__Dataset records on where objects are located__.
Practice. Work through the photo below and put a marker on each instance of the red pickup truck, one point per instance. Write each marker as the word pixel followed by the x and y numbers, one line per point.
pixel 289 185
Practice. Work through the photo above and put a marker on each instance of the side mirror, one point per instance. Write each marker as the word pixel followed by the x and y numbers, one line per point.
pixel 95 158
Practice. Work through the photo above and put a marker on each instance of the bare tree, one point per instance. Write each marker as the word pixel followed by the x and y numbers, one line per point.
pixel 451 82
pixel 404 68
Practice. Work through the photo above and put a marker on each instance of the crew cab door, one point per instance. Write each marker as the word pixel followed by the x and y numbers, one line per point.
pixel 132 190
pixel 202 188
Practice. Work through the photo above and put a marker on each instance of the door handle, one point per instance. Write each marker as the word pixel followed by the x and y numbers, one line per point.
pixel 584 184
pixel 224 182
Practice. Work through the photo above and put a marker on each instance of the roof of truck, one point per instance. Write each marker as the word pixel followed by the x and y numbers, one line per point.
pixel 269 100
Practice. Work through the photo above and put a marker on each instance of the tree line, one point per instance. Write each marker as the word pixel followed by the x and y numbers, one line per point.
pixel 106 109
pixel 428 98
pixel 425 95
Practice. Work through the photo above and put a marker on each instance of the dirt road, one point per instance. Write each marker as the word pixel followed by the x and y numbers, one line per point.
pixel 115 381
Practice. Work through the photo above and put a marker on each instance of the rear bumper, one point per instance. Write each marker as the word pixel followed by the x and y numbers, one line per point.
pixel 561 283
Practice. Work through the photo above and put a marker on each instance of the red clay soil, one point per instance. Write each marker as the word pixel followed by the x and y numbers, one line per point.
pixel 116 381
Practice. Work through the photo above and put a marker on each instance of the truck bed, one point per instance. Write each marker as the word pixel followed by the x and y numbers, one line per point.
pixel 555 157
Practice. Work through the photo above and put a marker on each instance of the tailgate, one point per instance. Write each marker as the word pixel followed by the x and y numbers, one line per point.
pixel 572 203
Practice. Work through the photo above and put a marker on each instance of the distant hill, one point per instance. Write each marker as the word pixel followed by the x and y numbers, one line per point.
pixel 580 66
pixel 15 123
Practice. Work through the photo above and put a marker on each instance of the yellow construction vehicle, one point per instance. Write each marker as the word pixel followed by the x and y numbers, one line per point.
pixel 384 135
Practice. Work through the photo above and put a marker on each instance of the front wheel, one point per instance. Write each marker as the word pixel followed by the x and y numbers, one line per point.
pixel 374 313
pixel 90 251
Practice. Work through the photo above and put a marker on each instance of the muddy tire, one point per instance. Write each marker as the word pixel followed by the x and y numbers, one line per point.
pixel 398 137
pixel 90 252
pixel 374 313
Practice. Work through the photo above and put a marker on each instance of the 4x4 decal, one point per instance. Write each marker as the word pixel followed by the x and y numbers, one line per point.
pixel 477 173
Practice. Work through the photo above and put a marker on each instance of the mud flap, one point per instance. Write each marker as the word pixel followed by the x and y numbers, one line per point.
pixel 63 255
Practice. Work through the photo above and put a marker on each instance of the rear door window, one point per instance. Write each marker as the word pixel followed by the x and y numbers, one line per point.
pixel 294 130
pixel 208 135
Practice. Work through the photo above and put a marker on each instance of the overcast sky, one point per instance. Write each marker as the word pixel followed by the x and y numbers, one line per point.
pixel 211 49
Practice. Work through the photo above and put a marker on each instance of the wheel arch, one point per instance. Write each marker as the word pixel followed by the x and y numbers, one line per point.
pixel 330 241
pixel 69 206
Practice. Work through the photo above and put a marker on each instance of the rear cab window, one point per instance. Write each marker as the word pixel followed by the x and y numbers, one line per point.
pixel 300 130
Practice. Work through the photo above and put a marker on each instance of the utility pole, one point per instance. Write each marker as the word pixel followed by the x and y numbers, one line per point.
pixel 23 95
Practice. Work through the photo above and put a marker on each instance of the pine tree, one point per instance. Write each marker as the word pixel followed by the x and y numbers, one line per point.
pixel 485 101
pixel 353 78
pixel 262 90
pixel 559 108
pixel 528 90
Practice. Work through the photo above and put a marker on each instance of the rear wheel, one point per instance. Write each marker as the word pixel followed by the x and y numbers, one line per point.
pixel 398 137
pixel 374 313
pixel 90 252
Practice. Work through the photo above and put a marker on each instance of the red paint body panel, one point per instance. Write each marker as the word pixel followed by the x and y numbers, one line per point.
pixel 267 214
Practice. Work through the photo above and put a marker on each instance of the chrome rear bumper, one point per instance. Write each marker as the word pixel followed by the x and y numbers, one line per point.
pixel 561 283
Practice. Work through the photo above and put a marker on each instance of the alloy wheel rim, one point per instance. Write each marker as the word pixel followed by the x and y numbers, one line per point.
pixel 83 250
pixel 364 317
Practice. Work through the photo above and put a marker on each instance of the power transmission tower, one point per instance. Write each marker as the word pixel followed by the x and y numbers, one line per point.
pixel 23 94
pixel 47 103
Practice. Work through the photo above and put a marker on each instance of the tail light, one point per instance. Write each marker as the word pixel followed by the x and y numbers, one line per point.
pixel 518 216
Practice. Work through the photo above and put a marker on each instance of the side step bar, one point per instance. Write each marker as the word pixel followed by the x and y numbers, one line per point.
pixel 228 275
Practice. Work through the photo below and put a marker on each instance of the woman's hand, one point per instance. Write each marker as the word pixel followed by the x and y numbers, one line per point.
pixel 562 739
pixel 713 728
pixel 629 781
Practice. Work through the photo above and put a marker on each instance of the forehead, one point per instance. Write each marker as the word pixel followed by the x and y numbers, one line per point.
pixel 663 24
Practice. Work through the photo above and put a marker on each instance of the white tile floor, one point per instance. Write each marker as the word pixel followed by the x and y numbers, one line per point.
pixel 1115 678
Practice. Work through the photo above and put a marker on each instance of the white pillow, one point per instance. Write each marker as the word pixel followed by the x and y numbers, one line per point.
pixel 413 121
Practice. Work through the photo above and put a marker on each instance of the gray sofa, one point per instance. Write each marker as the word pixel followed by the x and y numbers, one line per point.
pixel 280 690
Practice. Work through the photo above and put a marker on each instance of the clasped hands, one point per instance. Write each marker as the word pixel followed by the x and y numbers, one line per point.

__SHORT EXERCISE__.
Print again, word for word, the stretch of the material from its very start through the line containing "pixel 115 381".

__CORRECT RESULT__.
Practice. Work through the photo below and put a marker on each instance of the red pickup truck, one point per instance. Write each marker as the word pixel followed by the x and y numbers, one line per point.
pixel 289 185
Practice. Work through the photo above and put a marker on each instance of the side mirror, one point per instance. Write each marker as the word pixel followed by the x and y numbers, one line per point.
pixel 95 158
Practice. Work through the photo above and put a marker on each instance of the bare tree, one point per instance. Write each marker as the word pixel followed by the x and y numbers, one line per point.
pixel 451 82
pixel 404 68
Practice. Work through the photo above and put a marker on each instance of the crew cab door, one point per instance. Write each marker as the word pixel followed by the x and y numbers, one line per point.
pixel 132 190
pixel 202 188
Practice. Work through the photo above and put a marker on each instance of the door handle, one point per instance. Write each marker as the word pixel followed by the x and y numbers, one line per point.
pixel 584 184
pixel 224 182
Practice. Work through the photo above and put a marker on each instance of the roof of truck, one point per instance. Write each marker as the word pixel followed by the x and y numbers, one line per point.
pixel 269 100
Practice. Work through the photo above and put a marker on each instance of the tree line, one point per instance. Write each marker as the word pixel followed by the x and y numbers, one line per point.
pixel 106 109
pixel 428 98
pixel 425 95
Practice. Work through the photo above and put a marker on each instance of the dirt road, one point per instance. Write each marker as the word pixel followed by the x and y numbers, one line per point.
pixel 115 381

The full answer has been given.